:: Texto para leer ::

Es a partir de estas consideraciones que propongo, precisamente, que a través del ruido se hacen evidentes aspectos de la sociedad que no por conflictivos o molestos dejan de ser elementos constitutivos de la misma. Si en las congregaciones humanas existe, inevitablemente, una fuerte dosis de incertidumbre, de relaciones “parasitarias” y de mecanismos de dominación y violencia, es de esperar que todos estos elementos emitan sonido. Más aun, hay quienes consideran que el poner atención en el sonido ruidoso es una vía para evidenciar rasgos de la sociedad que podrían pasar inadvertidos a otros sentidos. El filósofo Michel Serres, por ejemplo, es contundente al sugerir lo siguiente:
En el comienzo era el ruido; el ruido nunca se detiene. Es nuestra apreciación del caos, nuestra aprehensión del desorden, nuestro único vínculo con con la distribución dispersa de las cosas. La escucha es nuestra apertura heroica a lo problemático y lo difuso; otros receptores sirven para garantizarnos un orden, y en caso de que no otorguen o reciban dicho orden se clausuran de manera inmediata. Ningún otro sentido da cuenta de que que estamos rodeados y al mismo tiempo llenos de fluctuación. (Serres, 1982:126).

:::

## Consignas del ejercicio
1 - Según el texto sobre el ruido, ¿qué tres cosas existen inevitablemente en las congregaciones humanas?
2 - Selecciona cada línea de los registros donde aparezca la palabra "dining".

:: Registros para procesar ::

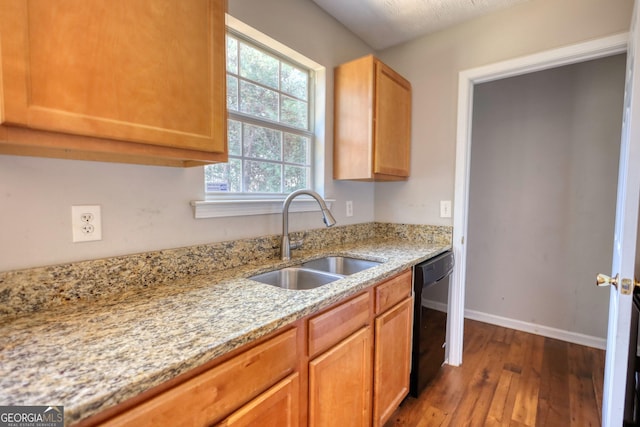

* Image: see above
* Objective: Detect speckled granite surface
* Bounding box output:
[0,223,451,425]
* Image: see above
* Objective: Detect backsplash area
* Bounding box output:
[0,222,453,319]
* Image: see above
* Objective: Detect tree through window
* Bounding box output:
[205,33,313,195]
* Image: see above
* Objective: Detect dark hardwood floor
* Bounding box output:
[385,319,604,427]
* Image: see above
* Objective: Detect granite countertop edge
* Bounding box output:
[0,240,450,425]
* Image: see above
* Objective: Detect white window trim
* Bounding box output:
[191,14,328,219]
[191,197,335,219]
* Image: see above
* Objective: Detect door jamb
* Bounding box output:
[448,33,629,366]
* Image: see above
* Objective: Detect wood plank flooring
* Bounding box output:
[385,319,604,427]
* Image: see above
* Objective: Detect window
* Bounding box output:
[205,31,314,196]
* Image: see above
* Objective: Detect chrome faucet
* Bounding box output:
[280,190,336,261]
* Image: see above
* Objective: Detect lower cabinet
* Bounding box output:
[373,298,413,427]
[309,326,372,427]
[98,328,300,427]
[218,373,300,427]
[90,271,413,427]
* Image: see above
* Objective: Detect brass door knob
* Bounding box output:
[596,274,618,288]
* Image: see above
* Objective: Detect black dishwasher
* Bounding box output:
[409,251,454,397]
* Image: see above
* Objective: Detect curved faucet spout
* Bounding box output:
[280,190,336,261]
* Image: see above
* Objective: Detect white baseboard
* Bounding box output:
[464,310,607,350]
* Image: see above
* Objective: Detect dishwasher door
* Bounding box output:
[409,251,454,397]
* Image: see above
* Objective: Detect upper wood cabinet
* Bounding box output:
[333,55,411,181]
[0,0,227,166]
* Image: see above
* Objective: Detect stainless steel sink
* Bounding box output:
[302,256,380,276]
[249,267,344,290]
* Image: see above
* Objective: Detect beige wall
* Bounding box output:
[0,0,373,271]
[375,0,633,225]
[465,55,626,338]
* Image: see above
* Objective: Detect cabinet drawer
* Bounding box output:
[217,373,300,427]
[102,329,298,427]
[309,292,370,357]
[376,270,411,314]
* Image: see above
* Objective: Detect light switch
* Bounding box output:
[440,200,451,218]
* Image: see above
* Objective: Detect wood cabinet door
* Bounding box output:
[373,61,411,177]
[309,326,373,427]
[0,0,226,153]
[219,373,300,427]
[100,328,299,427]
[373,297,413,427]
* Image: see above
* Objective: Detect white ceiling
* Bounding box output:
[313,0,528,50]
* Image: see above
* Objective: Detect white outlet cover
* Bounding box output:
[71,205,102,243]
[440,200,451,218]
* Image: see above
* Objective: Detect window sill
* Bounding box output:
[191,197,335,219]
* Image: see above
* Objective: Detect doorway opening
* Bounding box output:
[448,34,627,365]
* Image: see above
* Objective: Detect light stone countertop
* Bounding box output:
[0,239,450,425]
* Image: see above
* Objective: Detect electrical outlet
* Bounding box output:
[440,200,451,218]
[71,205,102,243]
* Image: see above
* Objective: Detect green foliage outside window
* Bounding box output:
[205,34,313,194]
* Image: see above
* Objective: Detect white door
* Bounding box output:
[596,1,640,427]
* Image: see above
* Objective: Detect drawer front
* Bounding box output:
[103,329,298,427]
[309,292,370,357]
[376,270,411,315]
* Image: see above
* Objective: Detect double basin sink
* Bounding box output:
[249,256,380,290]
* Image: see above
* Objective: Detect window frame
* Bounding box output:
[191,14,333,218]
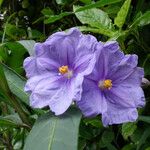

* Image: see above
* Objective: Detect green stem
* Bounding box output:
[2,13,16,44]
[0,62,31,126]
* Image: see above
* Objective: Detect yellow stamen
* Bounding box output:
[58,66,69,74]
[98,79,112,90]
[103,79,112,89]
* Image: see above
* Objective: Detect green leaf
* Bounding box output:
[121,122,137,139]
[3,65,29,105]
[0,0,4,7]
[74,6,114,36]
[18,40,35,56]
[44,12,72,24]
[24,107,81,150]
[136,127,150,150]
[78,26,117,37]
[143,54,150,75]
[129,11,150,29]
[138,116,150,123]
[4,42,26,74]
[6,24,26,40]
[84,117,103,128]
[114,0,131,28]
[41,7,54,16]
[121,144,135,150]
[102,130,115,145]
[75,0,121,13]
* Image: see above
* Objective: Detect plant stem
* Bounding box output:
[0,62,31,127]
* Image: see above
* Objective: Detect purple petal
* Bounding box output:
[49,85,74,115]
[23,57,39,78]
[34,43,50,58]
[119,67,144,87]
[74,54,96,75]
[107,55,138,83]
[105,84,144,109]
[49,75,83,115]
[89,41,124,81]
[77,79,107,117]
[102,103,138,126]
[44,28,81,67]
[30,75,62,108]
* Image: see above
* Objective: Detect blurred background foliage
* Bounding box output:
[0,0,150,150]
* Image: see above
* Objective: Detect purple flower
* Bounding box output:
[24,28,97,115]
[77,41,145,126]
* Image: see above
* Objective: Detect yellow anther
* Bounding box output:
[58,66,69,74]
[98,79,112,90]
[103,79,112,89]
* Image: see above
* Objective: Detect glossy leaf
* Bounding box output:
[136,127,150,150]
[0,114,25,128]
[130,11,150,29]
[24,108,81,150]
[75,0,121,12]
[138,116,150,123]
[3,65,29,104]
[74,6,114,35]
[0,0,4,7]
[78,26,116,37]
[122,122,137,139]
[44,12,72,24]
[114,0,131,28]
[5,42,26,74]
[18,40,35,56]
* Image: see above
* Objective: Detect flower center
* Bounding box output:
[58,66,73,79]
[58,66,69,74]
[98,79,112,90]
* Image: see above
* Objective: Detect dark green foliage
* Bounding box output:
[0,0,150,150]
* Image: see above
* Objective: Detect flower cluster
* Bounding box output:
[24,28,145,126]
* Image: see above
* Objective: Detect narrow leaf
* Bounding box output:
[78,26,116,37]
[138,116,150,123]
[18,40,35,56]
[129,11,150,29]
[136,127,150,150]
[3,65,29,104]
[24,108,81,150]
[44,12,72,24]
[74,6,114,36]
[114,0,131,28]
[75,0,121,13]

:::
:: Registros para procesar ::

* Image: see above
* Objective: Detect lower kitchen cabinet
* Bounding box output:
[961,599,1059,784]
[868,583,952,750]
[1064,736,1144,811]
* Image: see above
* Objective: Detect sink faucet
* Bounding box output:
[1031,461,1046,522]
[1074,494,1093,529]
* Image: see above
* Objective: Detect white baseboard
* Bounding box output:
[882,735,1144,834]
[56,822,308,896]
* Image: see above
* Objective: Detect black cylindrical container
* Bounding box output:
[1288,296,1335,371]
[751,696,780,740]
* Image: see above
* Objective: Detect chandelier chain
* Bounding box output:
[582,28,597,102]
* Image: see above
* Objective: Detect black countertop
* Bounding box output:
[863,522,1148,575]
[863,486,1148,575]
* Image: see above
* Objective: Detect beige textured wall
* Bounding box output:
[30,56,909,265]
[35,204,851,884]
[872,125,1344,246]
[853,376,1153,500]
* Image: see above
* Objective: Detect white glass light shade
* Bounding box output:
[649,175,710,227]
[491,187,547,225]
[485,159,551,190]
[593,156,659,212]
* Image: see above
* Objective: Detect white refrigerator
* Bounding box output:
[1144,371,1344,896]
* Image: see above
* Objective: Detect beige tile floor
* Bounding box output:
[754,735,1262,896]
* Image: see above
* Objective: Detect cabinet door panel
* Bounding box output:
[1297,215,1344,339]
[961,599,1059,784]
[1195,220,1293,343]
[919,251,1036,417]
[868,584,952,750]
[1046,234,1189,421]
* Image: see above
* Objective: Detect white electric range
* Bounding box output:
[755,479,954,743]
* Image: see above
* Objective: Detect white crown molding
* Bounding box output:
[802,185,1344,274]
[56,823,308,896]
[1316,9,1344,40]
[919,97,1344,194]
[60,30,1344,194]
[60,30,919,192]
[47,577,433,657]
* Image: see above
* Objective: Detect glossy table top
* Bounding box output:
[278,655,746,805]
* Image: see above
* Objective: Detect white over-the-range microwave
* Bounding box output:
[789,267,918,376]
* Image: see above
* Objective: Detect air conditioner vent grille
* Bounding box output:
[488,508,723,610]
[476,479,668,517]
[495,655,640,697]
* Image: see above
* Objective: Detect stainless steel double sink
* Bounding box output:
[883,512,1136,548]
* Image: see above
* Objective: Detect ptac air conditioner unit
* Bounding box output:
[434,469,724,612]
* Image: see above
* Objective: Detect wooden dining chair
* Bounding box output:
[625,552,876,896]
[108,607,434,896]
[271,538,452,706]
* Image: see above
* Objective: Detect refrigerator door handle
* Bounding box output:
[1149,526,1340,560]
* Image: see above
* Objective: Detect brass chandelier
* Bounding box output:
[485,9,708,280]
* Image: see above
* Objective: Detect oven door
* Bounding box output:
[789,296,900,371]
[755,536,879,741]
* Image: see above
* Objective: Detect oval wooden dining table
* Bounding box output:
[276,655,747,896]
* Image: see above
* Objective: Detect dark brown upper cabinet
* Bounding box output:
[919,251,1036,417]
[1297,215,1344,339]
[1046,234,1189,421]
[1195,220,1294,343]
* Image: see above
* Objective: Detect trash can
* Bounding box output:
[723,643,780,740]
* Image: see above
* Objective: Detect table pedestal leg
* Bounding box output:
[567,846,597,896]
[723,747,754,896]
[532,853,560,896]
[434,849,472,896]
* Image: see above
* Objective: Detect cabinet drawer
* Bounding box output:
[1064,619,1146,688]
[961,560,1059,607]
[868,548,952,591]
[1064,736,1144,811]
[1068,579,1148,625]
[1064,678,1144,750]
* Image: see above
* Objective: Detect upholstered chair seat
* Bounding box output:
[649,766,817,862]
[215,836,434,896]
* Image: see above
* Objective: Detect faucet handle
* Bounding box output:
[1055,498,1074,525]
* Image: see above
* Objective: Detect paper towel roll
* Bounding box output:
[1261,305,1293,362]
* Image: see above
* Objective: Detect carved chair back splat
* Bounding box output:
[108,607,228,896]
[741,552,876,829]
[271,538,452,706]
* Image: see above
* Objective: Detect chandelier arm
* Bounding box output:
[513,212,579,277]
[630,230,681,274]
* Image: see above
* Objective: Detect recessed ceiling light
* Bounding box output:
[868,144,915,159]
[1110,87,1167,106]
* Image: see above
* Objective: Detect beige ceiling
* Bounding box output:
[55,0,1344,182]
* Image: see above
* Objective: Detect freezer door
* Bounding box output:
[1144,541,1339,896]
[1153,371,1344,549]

:::

## Respuestas
1 -
- Una fuerte dosis de incertidumbre
- Relaciones "parasitarias"
- Mecanismos de dominación y violencia

2 -
* Objective: Detect wooden dining chair
* Objective: Detect oval wooden dining table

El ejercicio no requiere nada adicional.